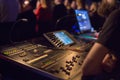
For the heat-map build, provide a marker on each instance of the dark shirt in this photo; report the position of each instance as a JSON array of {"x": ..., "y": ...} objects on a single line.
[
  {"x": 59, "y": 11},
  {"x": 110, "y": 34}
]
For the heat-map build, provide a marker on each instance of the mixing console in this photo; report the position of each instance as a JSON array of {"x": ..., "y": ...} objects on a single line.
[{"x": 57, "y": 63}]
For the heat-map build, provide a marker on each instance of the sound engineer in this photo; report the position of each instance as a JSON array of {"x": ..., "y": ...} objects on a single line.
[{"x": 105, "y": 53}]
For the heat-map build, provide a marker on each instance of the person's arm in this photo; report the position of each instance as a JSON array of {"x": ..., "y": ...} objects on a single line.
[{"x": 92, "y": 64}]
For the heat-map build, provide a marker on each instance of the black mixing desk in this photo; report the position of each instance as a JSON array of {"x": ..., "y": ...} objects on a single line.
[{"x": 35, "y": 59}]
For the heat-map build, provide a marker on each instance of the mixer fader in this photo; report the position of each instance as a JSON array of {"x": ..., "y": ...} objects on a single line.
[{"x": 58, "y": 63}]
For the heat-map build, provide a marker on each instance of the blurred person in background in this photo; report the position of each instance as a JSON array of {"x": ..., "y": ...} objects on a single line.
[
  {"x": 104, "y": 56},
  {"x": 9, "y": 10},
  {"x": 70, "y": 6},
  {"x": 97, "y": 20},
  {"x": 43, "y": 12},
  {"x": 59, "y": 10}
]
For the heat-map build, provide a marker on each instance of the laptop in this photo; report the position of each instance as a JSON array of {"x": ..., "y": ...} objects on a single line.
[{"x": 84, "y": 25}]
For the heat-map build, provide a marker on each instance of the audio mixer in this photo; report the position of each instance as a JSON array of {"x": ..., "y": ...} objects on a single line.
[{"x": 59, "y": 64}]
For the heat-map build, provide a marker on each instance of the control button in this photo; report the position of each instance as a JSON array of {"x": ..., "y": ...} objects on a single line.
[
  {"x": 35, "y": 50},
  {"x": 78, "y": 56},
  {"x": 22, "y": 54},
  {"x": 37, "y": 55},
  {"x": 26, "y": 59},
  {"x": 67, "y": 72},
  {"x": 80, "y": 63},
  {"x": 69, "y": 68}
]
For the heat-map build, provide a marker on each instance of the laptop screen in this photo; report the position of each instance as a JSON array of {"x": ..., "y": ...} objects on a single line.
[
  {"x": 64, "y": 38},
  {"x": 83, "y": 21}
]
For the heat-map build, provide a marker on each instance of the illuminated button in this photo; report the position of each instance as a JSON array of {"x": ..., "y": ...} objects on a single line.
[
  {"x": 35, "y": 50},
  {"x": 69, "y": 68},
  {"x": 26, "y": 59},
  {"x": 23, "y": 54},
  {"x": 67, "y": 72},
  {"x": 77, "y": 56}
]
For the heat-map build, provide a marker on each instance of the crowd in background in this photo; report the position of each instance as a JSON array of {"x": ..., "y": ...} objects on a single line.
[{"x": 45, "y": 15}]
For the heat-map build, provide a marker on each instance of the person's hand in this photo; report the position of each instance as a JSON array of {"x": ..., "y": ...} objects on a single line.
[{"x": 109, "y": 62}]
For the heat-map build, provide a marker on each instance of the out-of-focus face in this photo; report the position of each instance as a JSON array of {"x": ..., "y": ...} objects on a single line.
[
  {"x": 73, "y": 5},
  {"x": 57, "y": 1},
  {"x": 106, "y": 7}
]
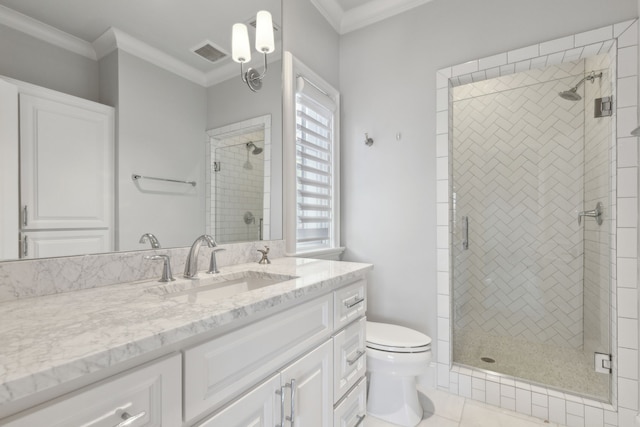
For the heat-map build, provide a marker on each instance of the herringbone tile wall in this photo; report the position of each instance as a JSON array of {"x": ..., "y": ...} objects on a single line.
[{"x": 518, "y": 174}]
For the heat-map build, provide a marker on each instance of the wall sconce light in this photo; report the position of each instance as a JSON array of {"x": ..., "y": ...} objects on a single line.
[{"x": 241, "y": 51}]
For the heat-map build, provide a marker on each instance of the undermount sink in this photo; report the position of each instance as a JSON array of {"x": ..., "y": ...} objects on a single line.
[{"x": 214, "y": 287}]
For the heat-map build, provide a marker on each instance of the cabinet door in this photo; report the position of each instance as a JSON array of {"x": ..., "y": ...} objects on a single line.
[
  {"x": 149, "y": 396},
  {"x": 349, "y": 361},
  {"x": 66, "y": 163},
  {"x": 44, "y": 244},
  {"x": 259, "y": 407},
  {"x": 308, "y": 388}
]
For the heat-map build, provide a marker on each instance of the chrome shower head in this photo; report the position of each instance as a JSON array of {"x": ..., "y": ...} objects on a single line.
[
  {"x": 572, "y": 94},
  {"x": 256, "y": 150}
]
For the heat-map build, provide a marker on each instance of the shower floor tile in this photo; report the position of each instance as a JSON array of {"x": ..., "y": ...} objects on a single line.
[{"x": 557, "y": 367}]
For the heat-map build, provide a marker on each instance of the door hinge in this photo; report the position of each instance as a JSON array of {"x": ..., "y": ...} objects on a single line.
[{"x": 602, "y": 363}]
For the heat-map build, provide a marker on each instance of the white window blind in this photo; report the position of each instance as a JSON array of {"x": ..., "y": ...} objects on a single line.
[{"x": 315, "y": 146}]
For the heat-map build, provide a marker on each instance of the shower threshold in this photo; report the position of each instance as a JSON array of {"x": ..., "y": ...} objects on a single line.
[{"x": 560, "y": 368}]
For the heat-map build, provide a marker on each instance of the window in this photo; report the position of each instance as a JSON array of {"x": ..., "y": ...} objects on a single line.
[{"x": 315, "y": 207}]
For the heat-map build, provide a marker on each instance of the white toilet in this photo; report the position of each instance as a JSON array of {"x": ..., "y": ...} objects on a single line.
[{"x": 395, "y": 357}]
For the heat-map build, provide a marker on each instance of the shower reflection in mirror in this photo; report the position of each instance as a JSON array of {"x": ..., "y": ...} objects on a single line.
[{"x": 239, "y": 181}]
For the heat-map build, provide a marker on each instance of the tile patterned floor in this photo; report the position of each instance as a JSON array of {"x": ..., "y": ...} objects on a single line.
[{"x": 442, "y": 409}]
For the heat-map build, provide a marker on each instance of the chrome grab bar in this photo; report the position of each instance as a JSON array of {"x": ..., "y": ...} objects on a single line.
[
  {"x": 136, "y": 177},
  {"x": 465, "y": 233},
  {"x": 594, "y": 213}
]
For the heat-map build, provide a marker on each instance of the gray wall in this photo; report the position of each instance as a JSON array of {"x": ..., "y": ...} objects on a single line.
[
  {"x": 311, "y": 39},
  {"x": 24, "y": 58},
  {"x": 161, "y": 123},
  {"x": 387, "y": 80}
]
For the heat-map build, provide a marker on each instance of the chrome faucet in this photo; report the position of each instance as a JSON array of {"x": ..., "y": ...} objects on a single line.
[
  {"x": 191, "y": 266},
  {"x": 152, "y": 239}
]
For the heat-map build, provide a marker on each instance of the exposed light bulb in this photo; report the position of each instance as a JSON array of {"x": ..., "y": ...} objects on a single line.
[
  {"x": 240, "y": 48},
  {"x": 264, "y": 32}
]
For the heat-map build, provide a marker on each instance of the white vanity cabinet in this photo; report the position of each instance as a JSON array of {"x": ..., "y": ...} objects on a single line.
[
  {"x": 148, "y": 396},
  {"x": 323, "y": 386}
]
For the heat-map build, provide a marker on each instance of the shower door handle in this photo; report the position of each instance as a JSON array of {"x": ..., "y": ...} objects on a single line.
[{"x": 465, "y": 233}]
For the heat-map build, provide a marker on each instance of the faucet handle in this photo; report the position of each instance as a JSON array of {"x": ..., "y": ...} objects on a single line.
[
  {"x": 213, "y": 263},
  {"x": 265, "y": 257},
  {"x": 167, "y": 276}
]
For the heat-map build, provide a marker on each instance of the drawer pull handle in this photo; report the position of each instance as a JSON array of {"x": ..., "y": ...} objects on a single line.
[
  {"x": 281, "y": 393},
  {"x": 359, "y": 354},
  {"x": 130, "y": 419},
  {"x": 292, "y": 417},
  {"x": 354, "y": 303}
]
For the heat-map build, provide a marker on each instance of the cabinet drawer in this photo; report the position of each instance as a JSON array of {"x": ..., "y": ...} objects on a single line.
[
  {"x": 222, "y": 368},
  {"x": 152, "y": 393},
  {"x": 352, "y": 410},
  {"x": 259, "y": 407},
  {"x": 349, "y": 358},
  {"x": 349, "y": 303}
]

TASK PROMPT >>
Edit the records from the line containing "the cabinet drawer" through their end, both ends included. Replace "heat-map build" with "density-map build" and leave everything else unchanged.

THE ANSWER >>
For the density-map build, provide a marker on each instance of the cabinet drawer in this photo; report the position of each instance as a JSON array of {"x": ..., "y": ...} objects on a single line.
[
  {"x": 222, "y": 368},
  {"x": 152, "y": 393},
  {"x": 352, "y": 410},
  {"x": 259, "y": 407},
  {"x": 349, "y": 358},
  {"x": 349, "y": 303}
]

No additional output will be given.